_Exercise objective_
Return the records that follow unaltered. Omit every picture.

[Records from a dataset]
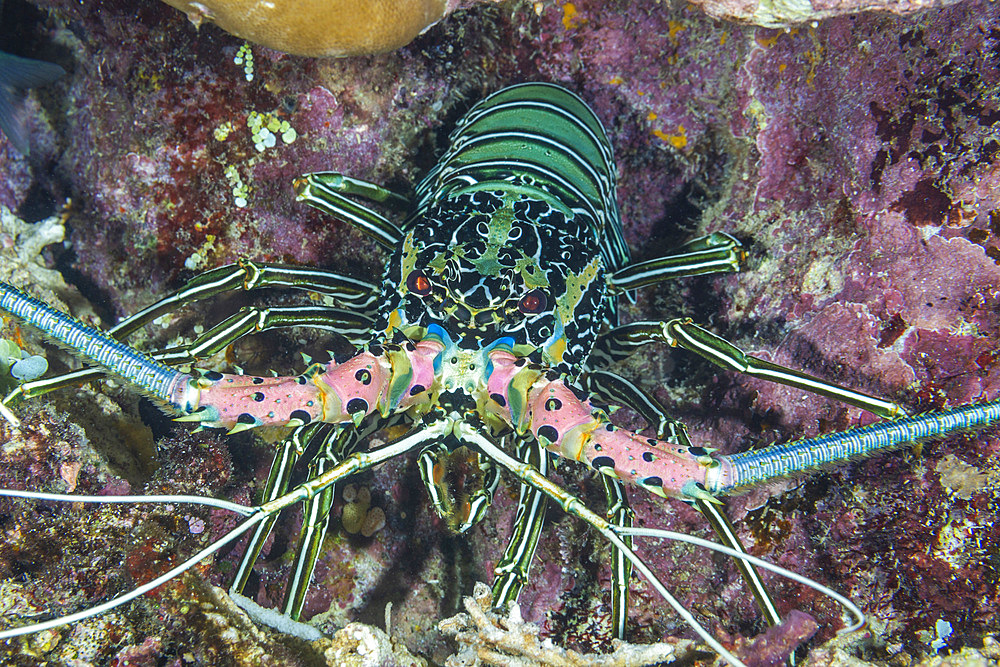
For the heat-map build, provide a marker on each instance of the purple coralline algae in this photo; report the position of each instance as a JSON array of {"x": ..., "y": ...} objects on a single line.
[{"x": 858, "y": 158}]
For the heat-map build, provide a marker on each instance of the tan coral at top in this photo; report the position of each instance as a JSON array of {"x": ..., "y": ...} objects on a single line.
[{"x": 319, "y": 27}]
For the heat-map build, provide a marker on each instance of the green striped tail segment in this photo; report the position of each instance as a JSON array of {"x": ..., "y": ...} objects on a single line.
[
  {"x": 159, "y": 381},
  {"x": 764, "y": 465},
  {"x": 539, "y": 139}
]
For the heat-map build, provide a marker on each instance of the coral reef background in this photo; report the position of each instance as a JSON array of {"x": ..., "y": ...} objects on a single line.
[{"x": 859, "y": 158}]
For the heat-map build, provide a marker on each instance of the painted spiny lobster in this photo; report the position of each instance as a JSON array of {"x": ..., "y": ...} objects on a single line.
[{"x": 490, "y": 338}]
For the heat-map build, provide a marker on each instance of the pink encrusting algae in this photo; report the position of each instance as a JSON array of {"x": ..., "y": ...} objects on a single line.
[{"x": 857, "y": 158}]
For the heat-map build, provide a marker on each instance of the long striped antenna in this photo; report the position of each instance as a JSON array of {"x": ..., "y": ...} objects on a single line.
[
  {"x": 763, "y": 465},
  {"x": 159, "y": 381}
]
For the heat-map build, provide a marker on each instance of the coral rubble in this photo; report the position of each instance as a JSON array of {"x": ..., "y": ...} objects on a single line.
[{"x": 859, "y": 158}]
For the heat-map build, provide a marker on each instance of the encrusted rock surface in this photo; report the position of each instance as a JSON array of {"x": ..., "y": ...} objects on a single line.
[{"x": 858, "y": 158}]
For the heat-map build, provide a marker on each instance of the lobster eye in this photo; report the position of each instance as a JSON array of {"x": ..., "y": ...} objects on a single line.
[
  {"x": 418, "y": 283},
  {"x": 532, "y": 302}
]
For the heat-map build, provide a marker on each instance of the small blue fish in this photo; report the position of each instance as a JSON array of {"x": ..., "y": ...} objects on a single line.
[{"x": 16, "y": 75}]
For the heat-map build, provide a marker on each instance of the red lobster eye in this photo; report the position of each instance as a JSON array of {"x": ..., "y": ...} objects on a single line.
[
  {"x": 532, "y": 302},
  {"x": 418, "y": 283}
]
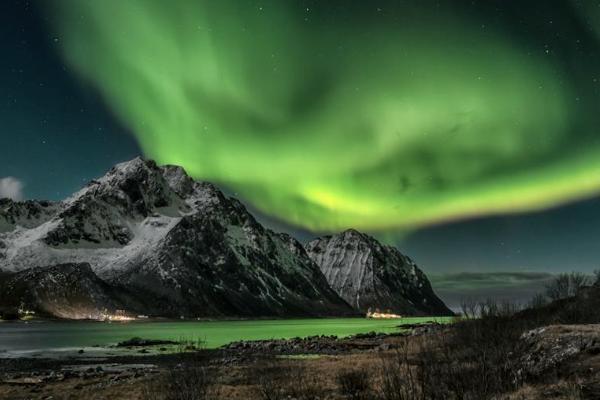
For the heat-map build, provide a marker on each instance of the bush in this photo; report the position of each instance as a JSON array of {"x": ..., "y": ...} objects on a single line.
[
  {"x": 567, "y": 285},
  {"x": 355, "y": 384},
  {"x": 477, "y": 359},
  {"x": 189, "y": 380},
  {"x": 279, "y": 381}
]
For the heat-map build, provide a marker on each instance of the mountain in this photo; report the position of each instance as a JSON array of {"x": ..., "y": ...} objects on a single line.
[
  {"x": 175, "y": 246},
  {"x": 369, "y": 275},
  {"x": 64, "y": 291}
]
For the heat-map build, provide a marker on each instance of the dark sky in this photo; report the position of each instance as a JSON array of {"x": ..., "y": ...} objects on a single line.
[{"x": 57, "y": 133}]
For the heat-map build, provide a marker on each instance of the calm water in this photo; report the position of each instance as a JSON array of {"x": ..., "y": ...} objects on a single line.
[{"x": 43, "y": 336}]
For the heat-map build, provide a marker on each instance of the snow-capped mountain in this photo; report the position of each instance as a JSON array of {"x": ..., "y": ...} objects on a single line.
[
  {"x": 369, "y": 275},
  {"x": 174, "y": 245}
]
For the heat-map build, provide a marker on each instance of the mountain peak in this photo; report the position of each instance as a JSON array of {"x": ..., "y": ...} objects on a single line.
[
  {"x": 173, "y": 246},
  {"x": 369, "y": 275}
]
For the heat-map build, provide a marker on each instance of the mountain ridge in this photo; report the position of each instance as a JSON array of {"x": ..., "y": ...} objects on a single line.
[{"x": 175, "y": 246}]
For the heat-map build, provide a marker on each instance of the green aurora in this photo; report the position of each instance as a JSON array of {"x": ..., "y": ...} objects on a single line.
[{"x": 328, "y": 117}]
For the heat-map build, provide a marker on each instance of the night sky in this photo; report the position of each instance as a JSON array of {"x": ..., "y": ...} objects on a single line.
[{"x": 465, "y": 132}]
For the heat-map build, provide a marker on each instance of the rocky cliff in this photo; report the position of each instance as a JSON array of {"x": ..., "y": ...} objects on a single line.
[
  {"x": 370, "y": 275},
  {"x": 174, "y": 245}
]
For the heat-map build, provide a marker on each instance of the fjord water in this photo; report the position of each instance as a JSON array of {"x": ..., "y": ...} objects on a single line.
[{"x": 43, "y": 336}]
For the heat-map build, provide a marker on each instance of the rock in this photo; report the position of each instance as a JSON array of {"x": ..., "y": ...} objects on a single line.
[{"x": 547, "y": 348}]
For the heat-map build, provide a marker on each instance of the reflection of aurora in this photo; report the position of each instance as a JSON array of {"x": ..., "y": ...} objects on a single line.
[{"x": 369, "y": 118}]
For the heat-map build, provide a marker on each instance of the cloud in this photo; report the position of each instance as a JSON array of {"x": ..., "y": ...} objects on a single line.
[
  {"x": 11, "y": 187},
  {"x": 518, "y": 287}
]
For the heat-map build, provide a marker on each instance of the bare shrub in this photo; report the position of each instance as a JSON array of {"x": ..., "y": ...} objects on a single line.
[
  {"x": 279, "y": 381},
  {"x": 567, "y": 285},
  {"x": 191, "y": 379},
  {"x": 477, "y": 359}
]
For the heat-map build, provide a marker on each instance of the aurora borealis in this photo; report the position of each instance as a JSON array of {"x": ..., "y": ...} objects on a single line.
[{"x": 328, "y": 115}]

_Solution to the exercise_
For the heat-map build, provide a marker on each instance of the purple coralline algae in this photo; report the position of each instance as a JSON array of {"x": ..., "y": ...} objects on a single line.
[{"x": 858, "y": 158}]
For the heat-map build, provide a marker on each instance of the tan coral at top in this photo; report the position of each instance as a JSON array of {"x": ..., "y": ...} objects on a single line.
[{"x": 319, "y": 27}]
For the heat-map build, provide a marker on each instance of the green striped tail segment in this photo; report the position of each instance as a JSON array of {"x": ..., "y": ...} objects on a single line.
[
  {"x": 159, "y": 381},
  {"x": 764, "y": 465},
  {"x": 539, "y": 139}
]
For the heat-map build, provide a marker on each instance of the coral reef background in this photo; report the position of each instance as a JSON array of {"x": ..., "y": ...} objects on a single line.
[{"x": 859, "y": 158}]
For the heat-map build, provide a marker on each instance of the painted spiny lobster in this photo; report the position of each instance as a JSON array of {"x": ..., "y": ...} objects on a single line.
[{"x": 490, "y": 338}]
For the heat-map build, provide a marker on each instance of the pink encrusting algae in this photo; report the position of each instance as a JSON array of {"x": ..., "y": ...} objects on a single line.
[{"x": 857, "y": 158}]
For the heat-map build, provide a marker on each instance of the long striped antenna in this photo; report the position of each instance as a JSON array of {"x": ..., "y": ...} objects on a single line.
[
  {"x": 763, "y": 465},
  {"x": 159, "y": 381}
]
For the heat-map build, provide a marker on each instance of the coral rubble in this photo; report the position of each instance as a JSON array of {"x": ..., "y": ...} objects on a single line.
[{"x": 859, "y": 158}]
For the heat-map build, provide a marker on each instance of the encrusted rock surface in this photo; report the position of each instance as a JSON array of {"x": ..., "y": ...} objects on a single line.
[{"x": 858, "y": 158}]
For the heat-map build, provide a marker on each instance of the lobster eye in this photo; report the position of each instance as a JSON array of {"x": ..., "y": ...} objects on a single line.
[
  {"x": 418, "y": 283},
  {"x": 532, "y": 302}
]
For the heat-map build, provide a marker on each instance of the small blue fish in this photo; report the position of each instance as a JSON array of {"x": ..., "y": ...} objects on a single line.
[{"x": 16, "y": 75}]
For the heat-map build, provide a marker on each instance of the red lobster eye in this photo; report the position of each instance as a JSON array of {"x": ..., "y": ...} objects on a single line.
[
  {"x": 532, "y": 302},
  {"x": 418, "y": 283}
]
For the heat-map build, provide a marker on each instance of the bush in this photo; report the position of each instance as a JSON array of {"x": ..., "y": ...} objects on a single line.
[
  {"x": 567, "y": 285},
  {"x": 355, "y": 384},
  {"x": 477, "y": 359},
  {"x": 189, "y": 380},
  {"x": 279, "y": 381}
]
For the heat-map build, provide a marker on each instance of the mountain in this photo; report the position of each instance as a JSON array of {"x": ..., "y": ...} objects on a single line.
[
  {"x": 175, "y": 246},
  {"x": 369, "y": 275},
  {"x": 64, "y": 291}
]
For the heat-map build, provide a marker on each instance of the dark sky in this photo; report the position of each instance as a JSON array of {"x": ..., "y": ...} objects on a single line.
[{"x": 57, "y": 133}]
For the heat-map build, provide a marker on each instance of the calm water in this photo; report the position of each instance as a JSON array of {"x": ..., "y": ...} objects on a single line.
[{"x": 43, "y": 336}]
For the heat-map build, provide a marker on each instance of the snow-capped mountain in this photo; report the position of each instance as a JSON array of {"x": ..., "y": ...} objects on a single line.
[
  {"x": 369, "y": 275},
  {"x": 174, "y": 245}
]
For the heat-map build, provide a marker on each instance of the mountain peak in this photo; report the position of each instance as a JSON array of {"x": ..., "y": ...} objects on a single line.
[
  {"x": 173, "y": 246},
  {"x": 369, "y": 275}
]
For the heat-map build, provide a marker on each instance of the mountain ridge in this photo; report the position of each instance as a JSON array of {"x": ..., "y": ...} objects on a single line.
[{"x": 175, "y": 246}]
For the heat-map build, provide a marker on each instance of the green aurora in this photo; report the position of each instance as a JSON array of {"x": ..., "y": ...} objects on a single line.
[{"x": 328, "y": 117}]
For the heat-map build, provide a marker on each instance of the night sky in this photo; report the position of each instance as a JSON array of {"x": ..., "y": ...} objects on a single line.
[{"x": 465, "y": 132}]
For the heat-map build, provide a marker on each instance of the rocky cliff in this photo; report the position of each instance as a JSON array of {"x": ..., "y": ...} objects on a single line.
[
  {"x": 370, "y": 275},
  {"x": 174, "y": 245}
]
For the heat-map build, provide a marker on each instance of the fjord water in this photo; report the position of each instance as a JSON array of {"x": ..., "y": ...} objects on a single line.
[{"x": 43, "y": 336}]
For the heat-map build, provide a marker on each instance of the rock in this photo; report the position of each instance as a JSON array of {"x": ..., "y": ...} objects on a single line.
[{"x": 547, "y": 348}]
For the heat-map build, provide a marker on each instance of the reflection of aurora in this photo; report the position of each instance as a JSON array of {"x": ..., "y": ...} objects on a single line.
[{"x": 369, "y": 118}]
For the heat-map build, provide a marker on each instance of the cloud in this photo; report the position of each instance as a JSON array of {"x": ..., "y": ...} objects on a single line.
[
  {"x": 11, "y": 187},
  {"x": 518, "y": 287}
]
For the heat-map build, provide a marker on each instance of the bare shrub in this photo; report the position of each instance as a JSON array of {"x": ..., "y": ...} objects on a single line.
[
  {"x": 279, "y": 381},
  {"x": 567, "y": 285},
  {"x": 191, "y": 379},
  {"x": 477, "y": 359}
]
For the heat-map build, provide a marker on each instance of the aurora borealis in this photo; report the position of each instance as a JSON array of {"x": ..., "y": ...} objects on a single line.
[{"x": 328, "y": 115}]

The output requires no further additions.